**Assignment**
In the text on DCIS special agents, write out the part starting with "DCIS special agent candidates" and going on through "advanced interview techniques.", with "the training center" in place of "FLETC".

**Text under study**
┌────────
To be considered for a DCIS special agent position, applicants must be United States citizens between the ages of 21 and 37, pass screening and background investigations, and demonstrate strong communication skills.

DCIS special agent candidates receive initial training at the Federal Law Enforcement Training Center (FLETC) in Glynco, Georgia. Candidates attend the 12-week Criminal Investigator Training Program (CITP) alongside trainees from agencies including Homeland Security Investigations, the United States Secret Service, and the Diplomatic Security Service.

Following completion of CITP, candidates attend an additional three-week training course specific to DCIS. Special agents may later return to FLETC for specialized instruction in areas such as counterproliferation, procurement fraud, money laundering, cybercrime investigations, and advanced interview techniques.
└────────
**Raw data**
┌────────
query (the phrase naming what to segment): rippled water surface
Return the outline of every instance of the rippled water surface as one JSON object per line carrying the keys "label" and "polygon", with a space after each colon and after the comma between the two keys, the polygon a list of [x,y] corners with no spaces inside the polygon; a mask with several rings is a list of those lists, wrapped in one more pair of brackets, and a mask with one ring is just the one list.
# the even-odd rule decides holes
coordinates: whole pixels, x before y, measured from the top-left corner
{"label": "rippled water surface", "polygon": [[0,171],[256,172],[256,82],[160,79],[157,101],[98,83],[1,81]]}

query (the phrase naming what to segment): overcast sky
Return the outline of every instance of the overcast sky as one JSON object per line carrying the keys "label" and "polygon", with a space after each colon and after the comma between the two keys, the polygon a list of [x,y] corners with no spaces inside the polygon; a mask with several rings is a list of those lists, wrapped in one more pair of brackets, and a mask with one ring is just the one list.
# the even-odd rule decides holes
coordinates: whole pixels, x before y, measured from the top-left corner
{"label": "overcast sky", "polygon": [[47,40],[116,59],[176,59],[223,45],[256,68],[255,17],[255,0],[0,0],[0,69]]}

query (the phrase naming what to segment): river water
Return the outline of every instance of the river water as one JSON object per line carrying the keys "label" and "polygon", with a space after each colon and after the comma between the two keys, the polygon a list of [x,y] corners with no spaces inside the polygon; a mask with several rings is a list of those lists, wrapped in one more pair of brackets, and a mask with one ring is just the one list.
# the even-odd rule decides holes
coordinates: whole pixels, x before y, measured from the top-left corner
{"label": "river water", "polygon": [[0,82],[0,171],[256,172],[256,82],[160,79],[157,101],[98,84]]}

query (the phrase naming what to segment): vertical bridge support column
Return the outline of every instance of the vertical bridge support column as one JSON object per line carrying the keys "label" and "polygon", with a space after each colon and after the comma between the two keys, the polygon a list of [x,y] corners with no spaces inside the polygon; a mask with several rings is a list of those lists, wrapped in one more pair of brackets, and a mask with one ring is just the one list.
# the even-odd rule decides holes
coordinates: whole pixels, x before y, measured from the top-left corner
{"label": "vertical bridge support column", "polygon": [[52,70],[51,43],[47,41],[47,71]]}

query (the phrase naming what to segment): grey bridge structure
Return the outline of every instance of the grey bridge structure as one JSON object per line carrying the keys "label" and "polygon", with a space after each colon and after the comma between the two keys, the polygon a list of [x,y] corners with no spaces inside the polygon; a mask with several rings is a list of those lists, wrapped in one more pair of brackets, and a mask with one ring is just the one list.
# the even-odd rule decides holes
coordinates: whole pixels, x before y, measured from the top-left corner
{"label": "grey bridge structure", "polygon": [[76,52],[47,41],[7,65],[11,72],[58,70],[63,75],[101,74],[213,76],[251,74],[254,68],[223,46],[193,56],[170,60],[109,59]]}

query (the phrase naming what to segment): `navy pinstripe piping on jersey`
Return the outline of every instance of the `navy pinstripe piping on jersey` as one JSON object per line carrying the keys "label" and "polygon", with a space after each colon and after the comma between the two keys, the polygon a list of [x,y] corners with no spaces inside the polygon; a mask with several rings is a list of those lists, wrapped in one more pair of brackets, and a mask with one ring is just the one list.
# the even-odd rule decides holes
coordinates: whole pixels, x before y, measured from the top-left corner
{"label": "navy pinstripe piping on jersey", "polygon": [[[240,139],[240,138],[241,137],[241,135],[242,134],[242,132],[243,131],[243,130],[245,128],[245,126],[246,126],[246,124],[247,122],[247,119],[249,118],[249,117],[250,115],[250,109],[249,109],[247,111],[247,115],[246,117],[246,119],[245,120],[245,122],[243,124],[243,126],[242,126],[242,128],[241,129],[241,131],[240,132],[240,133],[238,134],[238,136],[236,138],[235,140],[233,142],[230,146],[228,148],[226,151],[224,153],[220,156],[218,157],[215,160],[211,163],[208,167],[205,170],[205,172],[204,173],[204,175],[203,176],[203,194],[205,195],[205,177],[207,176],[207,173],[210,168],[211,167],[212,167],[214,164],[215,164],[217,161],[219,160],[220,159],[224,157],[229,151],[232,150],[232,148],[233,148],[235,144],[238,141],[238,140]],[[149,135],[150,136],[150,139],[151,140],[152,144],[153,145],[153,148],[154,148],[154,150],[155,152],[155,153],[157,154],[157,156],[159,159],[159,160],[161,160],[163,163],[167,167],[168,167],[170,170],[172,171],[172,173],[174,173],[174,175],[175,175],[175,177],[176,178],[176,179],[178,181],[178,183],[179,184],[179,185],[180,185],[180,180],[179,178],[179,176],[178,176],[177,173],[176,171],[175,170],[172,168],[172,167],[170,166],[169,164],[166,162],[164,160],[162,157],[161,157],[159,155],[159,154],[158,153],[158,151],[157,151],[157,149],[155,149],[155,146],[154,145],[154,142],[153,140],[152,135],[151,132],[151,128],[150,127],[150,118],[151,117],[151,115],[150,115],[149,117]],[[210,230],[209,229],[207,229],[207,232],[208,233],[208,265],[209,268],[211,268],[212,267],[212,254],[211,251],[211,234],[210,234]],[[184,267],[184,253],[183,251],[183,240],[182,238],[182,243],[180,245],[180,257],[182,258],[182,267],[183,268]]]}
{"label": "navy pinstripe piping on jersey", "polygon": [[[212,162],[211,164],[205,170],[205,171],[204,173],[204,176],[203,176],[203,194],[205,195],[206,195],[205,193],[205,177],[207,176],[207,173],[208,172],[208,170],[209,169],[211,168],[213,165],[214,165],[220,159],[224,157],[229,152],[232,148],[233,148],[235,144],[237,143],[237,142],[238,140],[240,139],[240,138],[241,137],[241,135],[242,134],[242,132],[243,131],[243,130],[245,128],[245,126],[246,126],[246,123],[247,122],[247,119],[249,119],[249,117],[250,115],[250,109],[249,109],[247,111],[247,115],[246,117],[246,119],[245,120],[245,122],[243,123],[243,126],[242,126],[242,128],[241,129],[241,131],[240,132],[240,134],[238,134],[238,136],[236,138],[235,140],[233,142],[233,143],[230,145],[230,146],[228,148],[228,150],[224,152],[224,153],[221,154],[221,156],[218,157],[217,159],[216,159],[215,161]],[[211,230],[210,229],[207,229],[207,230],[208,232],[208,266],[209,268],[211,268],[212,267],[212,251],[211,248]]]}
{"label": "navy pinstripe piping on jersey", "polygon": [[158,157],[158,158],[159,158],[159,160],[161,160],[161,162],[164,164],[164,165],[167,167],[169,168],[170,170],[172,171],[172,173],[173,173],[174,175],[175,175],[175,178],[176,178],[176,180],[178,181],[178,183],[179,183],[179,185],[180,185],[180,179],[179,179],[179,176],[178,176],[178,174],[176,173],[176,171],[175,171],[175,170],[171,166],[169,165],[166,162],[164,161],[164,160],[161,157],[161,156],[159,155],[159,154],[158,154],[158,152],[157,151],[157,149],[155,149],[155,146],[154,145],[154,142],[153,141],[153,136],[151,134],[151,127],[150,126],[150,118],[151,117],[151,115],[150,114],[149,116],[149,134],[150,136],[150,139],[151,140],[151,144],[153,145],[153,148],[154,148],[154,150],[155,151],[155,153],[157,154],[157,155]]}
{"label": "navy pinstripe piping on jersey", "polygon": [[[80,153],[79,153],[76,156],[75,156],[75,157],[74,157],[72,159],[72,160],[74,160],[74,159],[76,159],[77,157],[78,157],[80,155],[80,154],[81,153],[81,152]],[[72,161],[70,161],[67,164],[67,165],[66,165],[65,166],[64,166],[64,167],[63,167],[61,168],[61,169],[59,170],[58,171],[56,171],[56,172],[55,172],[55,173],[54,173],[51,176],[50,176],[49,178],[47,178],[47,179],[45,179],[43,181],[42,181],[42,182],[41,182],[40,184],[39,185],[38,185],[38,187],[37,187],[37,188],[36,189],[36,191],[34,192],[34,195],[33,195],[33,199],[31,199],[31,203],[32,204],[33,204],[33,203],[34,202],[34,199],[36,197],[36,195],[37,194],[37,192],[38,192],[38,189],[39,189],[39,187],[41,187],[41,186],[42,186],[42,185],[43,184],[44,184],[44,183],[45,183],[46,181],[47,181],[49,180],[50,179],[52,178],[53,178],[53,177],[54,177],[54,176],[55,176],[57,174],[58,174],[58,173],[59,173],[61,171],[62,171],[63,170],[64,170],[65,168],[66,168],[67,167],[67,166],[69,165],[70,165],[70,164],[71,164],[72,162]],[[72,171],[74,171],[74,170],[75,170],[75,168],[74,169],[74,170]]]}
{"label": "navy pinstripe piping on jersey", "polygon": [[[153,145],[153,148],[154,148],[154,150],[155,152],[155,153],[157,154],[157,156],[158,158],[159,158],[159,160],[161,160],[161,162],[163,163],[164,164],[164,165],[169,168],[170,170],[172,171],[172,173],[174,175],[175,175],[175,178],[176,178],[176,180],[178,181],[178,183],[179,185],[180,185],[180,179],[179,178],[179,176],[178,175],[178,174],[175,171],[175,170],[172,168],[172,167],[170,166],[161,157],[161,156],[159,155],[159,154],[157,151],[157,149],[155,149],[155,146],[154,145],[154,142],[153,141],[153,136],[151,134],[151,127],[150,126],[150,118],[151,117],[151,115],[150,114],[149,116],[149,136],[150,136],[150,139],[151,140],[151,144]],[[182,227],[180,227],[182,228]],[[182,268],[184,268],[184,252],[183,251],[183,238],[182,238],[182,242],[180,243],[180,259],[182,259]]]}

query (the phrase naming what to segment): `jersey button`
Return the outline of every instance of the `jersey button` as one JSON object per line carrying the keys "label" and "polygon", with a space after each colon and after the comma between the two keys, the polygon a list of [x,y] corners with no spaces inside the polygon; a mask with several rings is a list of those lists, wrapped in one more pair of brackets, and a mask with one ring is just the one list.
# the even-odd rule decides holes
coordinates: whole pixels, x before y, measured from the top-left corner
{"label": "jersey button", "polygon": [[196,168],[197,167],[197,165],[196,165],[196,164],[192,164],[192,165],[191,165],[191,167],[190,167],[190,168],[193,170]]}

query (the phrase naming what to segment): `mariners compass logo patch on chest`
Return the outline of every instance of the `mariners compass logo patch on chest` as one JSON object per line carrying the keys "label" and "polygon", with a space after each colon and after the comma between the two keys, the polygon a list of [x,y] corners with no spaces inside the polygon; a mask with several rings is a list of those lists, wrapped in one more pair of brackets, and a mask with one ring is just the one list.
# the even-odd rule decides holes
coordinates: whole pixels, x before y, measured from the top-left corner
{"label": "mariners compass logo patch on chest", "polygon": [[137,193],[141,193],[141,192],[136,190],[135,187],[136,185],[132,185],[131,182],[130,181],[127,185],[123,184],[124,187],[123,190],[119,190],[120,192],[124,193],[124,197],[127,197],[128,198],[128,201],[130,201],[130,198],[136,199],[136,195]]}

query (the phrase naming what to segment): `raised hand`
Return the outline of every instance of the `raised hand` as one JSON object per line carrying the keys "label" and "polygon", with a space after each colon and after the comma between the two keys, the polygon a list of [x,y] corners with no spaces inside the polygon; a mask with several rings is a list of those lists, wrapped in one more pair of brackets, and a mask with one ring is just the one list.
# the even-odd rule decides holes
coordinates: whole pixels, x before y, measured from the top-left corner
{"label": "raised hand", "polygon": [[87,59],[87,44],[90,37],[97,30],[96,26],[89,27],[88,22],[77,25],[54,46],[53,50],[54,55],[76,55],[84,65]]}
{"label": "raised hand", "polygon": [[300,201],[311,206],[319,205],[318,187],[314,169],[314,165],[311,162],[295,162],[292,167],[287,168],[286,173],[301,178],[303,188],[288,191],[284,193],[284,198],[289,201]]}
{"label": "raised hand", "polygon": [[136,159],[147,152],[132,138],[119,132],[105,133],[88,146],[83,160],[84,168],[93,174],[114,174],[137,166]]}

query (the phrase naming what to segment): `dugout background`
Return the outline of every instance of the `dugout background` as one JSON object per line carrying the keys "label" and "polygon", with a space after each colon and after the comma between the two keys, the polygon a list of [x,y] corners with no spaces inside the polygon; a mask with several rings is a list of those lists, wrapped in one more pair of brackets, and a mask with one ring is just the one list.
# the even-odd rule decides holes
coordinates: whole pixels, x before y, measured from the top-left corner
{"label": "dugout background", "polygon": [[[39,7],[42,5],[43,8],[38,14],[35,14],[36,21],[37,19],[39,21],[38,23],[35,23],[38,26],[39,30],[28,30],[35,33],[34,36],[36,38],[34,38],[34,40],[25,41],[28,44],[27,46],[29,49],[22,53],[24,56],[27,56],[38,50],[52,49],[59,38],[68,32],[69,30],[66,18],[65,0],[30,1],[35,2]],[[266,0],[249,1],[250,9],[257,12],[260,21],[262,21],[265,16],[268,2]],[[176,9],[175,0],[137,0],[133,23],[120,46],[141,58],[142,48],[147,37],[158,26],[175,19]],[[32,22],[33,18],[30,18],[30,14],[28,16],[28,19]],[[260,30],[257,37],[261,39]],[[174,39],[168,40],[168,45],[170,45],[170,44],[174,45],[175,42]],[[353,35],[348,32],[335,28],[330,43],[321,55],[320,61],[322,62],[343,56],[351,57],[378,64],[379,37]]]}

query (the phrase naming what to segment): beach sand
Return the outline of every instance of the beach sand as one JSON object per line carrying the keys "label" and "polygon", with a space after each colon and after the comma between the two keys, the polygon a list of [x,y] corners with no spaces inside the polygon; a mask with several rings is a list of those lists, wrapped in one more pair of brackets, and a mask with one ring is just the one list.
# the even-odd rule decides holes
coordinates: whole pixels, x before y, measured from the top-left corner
└────────
**Solution for this problem**
DCIS special agent candidates receive initial training at the Federal Law Enforcement Training Center (the training center) in Glynco, Georgia. Candidates attend the 12-week Criminal Investigator Training Program (CITP) alongside trainees from agencies including Homeland Security Investigations, the United States Secret Service, and the Diplomatic Security Service.

Following completion of CITP, candidates attend an additional three-week training course specific to DCIS. Special agents may later return to the training center for specialized instruction in areas such as counterproliferation, procurement fraud, money laundering, cybercrime investigations, and advanced interview techniques.